▶ **Exercise passage**:
Trafficking in persons in Canada, 2020
From 2010 to 2020, there were nearly 3,000 incidents of human trafficking reported by Canadian police services, almost all of which involved young women and girls as victims. Where an accused person was identified, 8 in 10 were men and three-quarters of accused were previously known to police.
Trafficking in persons, better known as human trafficking, involves the recruitment, transportation, holding, concealing and exercising control over a person for the purposes of exploitation. Human trafficking differs from human smuggling in two ways. First, human trafficking can occur both within and outside a country's borders, whereas human smuggling requires an international border crossing. Second, those who are smuggled are free once they arrive at their destinations, whereas those who are trafficked are subjected to coercive practices and exploited for sex or labour, or both.

▶ **Data extracts**:
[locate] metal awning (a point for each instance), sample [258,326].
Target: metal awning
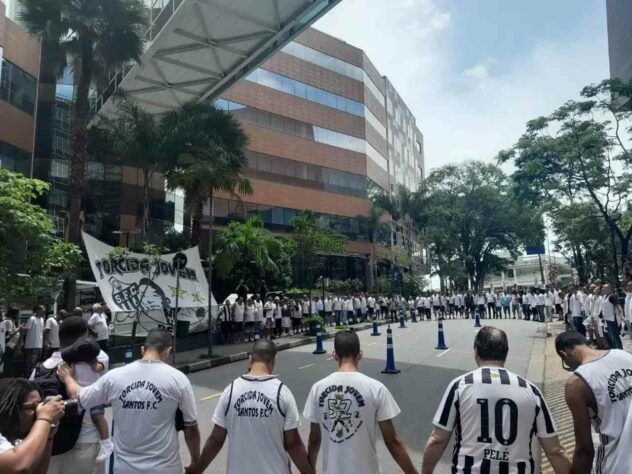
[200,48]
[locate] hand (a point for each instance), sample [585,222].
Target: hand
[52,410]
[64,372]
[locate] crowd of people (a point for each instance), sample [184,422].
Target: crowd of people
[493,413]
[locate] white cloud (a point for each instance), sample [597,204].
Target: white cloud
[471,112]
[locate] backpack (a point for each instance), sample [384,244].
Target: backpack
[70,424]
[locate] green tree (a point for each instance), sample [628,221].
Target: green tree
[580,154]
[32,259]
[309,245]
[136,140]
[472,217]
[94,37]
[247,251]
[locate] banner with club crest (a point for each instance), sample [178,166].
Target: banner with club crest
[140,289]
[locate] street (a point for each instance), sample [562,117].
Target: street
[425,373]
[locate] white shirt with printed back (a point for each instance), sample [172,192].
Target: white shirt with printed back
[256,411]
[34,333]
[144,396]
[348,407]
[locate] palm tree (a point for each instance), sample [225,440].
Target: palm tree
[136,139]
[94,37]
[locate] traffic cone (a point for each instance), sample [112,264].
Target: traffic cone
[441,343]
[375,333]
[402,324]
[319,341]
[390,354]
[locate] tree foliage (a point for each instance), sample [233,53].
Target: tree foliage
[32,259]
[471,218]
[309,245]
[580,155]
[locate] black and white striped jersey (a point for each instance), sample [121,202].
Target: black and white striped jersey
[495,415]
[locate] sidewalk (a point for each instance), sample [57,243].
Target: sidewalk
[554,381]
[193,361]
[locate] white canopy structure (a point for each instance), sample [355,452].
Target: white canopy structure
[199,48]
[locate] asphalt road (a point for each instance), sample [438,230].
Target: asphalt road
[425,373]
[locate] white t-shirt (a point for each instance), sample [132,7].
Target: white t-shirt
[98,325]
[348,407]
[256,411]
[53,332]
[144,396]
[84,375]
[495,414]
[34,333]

==

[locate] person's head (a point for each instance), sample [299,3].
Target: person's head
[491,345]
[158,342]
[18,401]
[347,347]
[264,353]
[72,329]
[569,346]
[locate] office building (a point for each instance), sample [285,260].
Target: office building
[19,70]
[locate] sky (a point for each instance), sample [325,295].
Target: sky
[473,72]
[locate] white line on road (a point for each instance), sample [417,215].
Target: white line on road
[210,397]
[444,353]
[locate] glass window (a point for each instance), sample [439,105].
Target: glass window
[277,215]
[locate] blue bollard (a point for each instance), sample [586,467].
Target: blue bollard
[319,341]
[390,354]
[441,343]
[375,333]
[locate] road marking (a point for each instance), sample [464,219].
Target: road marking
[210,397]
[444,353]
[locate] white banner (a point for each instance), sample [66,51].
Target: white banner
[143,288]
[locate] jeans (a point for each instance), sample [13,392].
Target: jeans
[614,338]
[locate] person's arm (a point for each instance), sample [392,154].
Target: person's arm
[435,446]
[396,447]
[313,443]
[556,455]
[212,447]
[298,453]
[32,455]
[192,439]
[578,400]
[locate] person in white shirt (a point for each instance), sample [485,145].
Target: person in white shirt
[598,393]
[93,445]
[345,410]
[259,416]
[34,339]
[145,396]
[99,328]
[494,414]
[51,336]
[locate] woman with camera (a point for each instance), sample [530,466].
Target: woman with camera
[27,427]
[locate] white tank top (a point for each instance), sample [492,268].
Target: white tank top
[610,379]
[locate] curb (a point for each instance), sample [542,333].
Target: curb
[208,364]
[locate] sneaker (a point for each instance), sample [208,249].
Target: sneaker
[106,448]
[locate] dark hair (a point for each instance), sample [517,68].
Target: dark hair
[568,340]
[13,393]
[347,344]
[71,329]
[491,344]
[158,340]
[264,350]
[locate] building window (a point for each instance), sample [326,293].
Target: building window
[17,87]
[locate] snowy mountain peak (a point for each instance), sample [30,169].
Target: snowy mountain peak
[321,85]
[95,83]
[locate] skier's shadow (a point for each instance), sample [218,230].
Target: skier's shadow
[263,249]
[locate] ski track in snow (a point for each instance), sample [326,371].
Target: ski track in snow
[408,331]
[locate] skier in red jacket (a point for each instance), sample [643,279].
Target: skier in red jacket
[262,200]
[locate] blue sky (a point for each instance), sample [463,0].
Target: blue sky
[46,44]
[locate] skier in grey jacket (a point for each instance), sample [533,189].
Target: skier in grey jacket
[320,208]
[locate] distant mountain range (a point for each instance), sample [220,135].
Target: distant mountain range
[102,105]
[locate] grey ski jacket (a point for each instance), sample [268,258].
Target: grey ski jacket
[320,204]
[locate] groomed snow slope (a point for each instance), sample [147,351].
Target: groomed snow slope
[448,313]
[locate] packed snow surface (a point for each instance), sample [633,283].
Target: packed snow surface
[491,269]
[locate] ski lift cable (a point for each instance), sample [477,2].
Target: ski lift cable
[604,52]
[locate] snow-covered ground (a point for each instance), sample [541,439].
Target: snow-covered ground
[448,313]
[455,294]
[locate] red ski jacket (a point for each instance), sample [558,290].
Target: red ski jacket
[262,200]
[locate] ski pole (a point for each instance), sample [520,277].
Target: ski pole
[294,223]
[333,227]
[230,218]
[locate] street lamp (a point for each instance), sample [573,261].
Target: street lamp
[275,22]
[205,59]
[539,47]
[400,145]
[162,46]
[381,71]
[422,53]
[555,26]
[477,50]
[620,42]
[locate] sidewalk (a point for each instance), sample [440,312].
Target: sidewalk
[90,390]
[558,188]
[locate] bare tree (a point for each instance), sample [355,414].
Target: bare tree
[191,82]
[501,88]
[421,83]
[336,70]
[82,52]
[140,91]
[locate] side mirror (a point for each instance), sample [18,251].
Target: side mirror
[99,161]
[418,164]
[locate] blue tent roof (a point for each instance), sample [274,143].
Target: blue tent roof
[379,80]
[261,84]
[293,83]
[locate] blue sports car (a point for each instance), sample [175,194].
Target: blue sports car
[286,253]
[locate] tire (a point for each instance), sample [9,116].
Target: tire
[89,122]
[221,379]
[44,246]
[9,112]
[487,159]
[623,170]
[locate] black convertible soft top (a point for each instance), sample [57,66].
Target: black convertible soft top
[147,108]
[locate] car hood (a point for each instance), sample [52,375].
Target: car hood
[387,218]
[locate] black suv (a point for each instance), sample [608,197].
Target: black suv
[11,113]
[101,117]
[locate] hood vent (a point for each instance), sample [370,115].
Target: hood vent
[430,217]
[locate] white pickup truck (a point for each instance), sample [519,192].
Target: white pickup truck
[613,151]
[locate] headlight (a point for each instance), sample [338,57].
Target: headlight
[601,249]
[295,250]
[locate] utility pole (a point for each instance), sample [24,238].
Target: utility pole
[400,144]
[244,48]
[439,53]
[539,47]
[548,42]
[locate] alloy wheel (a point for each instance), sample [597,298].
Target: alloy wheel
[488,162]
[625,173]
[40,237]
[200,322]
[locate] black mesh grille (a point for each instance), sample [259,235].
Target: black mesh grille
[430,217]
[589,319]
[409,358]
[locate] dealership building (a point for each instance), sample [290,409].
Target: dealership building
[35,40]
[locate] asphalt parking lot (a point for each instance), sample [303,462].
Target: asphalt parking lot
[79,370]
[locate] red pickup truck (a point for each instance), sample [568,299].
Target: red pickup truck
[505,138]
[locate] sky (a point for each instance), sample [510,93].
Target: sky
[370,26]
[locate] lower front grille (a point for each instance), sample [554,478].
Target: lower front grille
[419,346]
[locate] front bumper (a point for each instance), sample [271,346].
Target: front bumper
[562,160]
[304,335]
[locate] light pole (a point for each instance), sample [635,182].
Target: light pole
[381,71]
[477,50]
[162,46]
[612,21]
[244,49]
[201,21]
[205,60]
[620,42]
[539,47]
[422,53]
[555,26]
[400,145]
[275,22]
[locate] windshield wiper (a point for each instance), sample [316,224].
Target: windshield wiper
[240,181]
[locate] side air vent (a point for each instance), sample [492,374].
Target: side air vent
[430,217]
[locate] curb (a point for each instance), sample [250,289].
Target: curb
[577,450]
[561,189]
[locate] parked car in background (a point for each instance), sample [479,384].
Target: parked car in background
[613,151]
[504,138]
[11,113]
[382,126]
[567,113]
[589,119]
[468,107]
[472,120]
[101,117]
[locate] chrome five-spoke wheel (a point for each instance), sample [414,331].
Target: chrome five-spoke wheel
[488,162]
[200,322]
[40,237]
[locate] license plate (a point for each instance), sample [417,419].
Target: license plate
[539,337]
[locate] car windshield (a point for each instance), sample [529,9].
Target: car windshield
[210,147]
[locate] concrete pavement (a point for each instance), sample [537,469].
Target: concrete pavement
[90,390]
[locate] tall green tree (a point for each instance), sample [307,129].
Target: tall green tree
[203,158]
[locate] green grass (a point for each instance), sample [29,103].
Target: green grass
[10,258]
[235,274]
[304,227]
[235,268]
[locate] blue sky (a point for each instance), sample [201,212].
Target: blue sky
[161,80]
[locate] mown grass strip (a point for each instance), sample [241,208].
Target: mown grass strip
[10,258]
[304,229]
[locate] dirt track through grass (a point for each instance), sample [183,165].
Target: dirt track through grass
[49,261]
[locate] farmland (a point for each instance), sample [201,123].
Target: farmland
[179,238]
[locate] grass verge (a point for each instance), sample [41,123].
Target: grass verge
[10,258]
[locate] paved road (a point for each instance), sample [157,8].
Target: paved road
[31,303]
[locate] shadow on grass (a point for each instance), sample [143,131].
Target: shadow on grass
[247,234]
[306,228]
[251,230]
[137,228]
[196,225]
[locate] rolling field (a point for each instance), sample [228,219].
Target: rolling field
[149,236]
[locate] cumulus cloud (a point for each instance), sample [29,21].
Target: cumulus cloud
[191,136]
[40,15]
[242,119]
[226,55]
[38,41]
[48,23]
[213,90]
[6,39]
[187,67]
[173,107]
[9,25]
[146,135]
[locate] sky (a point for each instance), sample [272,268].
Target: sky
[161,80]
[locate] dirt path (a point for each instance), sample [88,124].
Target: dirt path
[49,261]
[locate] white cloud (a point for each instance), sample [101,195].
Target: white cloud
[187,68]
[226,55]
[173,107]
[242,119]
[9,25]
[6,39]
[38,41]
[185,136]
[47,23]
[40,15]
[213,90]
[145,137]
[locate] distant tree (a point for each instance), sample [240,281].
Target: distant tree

▶ **Tasks to complete**:
(a) Summarize the passage on trafficking in persons in Canada in two sentences.
(b) In the passage on trafficking in persons in Canada, what fraction of accused people who were identified were men?

▶ **Responses to the exercise**:
(a) From 2010 to 2020, Canadian police services reported nearly 3,000 human trafficking incidents, almost all involving young women and girls as victims, and where an accused person was identified, 8 in 10 were men and three-quarters were previously known to police. Human trafficking means recruiting, transporting, holding, concealing or controlling a person for exploitation, and it differs from human smuggling because it can occur within a country's borders and subjects victims to coercion and exploitation for sex or labor, while smuggled people are free once they arrive.

(b) 8 in 10